SCHRIFTLICHE AUFGABE 1: Gib sämtliche Zeilen der Auflistung weiter unten samt den Aufforderungen erneut wieder und multipliziere dabei jede Koordinate in den Antworten mit 0,25, gerundet auf ganze Zahlen, Hälften aufgerundet. Die Bilder lässt du in deiner Antwort weg.

VORLIEGENDER AUSZUG:
Und wie bekommen wir die Cessna aus dem Hangar? Motor anlassen und rausfahren? Natürlich nicht, denn dadurch bekäme man Wind – oder eher Sturm – in der Halle und würde alles im wahrsten Sinne des Wortes durcheinander pusten. Es gibt stattdessen eine Zugvorrichtung, die an dem Bugrad befestigt ist. Daran zieht man kräftig und das Flugzeug rollt begeistert aus dem Hangar. Es ist in etwa so, wie wenn man ein Pferd führt, mit dem wesentlichen Unterschied, dass das Pferd einem folgt und einfach anhält, wenn man ihm das Gesicht zuwendet. Das tut ein Flugzeug leider nicht.
Zu spät merke ich, dass man das Bugrad selber drehen muss und kann nicht verhindern, dass die Alpha India auf eine Grasfläche rollt und anfängt, friedlich zu grasen. Ein wenig mühsam bugsieren wir die Cessna zurück auf den Asphalt.
Ich muss dringend mehr trainieren, so ein Flugzeug ist nicht gerade leicht. Sind wir fertig? Nein, noch nicht. Mein Lehrer hat entdeckt, dass die linke Tankklappe offen ist, so können wir nicht fliegen.
Was braucht man, um eine sich auf der oberen Tragflächenseite befindliche Tankklappe zu schließen? Genau: eine Leiter. Sonst käme ich nämlich nicht dran. Ich hole von der Tankstelle eine Leiter und klettere hinauf. Mr. B fragt, ob noch genug Sprit im Tank sei. Ich blicke in die Öffnung, sehe aber nur ein dunkles Loch. Wie soll ich da beurteilen, ob der Tank wirklich voll ist?
„Hmm, keine Ahnung, da ist etwas Flüssigkeit drinnen“, sage ich.
Der Fluglehrer klettert selbst hinauf und befindet den Tank für voll. Ein Blick in den Tank gehört übrigens zum normalen Vorflugcheck. Zwar gibt es eine Tankanzeige im Cockpit, aber wer weiß, ob die auch richtig funktioniert? Ich bringe die Leiter wieder zurück. Jetzt geht es tatsächlich endlich los. Ich klettere wieder in die Cessna, minimal eleganter als beim ersten Versuch.

BEREITGESTELLTE EINTRÄGE:
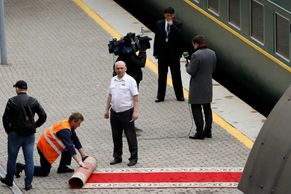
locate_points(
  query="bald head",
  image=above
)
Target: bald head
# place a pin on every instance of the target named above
(120, 63)
(120, 68)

SCHRIFTLICHE AUFGABE 2: Woran zieht man laut dem Auszug über die Cessna, um das Flugzeug aus dem Hangar zu bekommen?

ERGEBNIS 1:
locate_points(
  query="bald head",
  image=above
)
Target: bald head
# place a pin on every instance of the target named above
(30, 16)
(30, 17)

ERGEBNIS 2: An einer Zugvorrichtung, die am Bugrad befestigt ist.